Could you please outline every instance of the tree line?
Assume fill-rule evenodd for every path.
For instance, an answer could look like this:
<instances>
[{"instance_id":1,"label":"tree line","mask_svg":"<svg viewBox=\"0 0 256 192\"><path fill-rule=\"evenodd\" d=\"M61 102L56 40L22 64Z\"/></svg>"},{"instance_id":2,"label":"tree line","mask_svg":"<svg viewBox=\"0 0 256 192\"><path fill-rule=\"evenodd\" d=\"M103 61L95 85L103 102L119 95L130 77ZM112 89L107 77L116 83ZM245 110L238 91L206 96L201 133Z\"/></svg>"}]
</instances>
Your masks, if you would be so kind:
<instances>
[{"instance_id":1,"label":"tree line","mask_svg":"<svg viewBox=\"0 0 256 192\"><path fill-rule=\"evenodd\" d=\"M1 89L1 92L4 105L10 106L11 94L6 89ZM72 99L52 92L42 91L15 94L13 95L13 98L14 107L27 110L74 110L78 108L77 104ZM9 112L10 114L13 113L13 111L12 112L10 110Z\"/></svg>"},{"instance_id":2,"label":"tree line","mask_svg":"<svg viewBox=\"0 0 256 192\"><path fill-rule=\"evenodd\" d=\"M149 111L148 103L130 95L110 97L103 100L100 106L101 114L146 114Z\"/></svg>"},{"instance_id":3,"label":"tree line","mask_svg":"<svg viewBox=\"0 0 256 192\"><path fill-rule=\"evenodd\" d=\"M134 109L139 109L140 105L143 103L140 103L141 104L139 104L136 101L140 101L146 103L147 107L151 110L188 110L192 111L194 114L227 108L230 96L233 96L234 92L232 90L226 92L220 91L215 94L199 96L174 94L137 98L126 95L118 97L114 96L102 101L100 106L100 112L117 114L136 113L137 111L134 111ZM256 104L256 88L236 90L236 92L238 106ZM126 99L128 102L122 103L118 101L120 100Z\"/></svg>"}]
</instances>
==*==
■ **Task goal**
The data above must be returned in full, exactly as written.

■ **Output for this task**
Could you please outline every instance of the tree line?
Assume fill-rule evenodd for every path.
For instance, an answer could look like this:
<instances>
[{"instance_id":1,"label":"tree line","mask_svg":"<svg viewBox=\"0 0 256 192\"><path fill-rule=\"evenodd\" d=\"M61 102L56 40L22 64Z\"/></svg>"},{"instance_id":2,"label":"tree line","mask_svg":"<svg viewBox=\"0 0 256 192\"><path fill-rule=\"evenodd\" d=\"M103 61L95 85L103 102L119 95L130 77ZM112 89L107 77L116 83ZM245 110L238 91L206 96L201 133Z\"/></svg>"}]
</instances>
Your masks, if you would be so kind:
<instances>
[{"instance_id":1,"label":"tree line","mask_svg":"<svg viewBox=\"0 0 256 192\"><path fill-rule=\"evenodd\" d=\"M1 89L1 92L4 105L10 106L11 94L6 89ZM72 99L52 92L42 91L15 94L13 95L13 98L14 107L27 110L74 110L78 108L77 104ZM9 112L10 114L13 113L13 111L12 112L10 110Z\"/></svg>"},{"instance_id":2,"label":"tree line","mask_svg":"<svg viewBox=\"0 0 256 192\"><path fill-rule=\"evenodd\" d=\"M149 111L148 103L130 95L110 97L103 100L100 106L101 114L146 114Z\"/></svg>"},{"instance_id":3,"label":"tree line","mask_svg":"<svg viewBox=\"0 0 256 192\"><path fill-rule=\"evenodd\" d=\"M134 109L139 109L140 105L143 103L140 103L141 104L139 104L136 101L140 101L146 103L147 107L151 110L188 110L192 111L194 114L227 108L230 96L233 96L234 92L232 90L226 92L220 91L215 94L199 96L174 94L137 98L126 95L118 97L114 96L102 101L100 106L100 112L117 114L136 113L137 111L134 111ZM256 104L256 88L236 90L236 92L238 106ZM126 99L128 102L122 103L118 101L120 100Z\"/></svg>"}]
</instances>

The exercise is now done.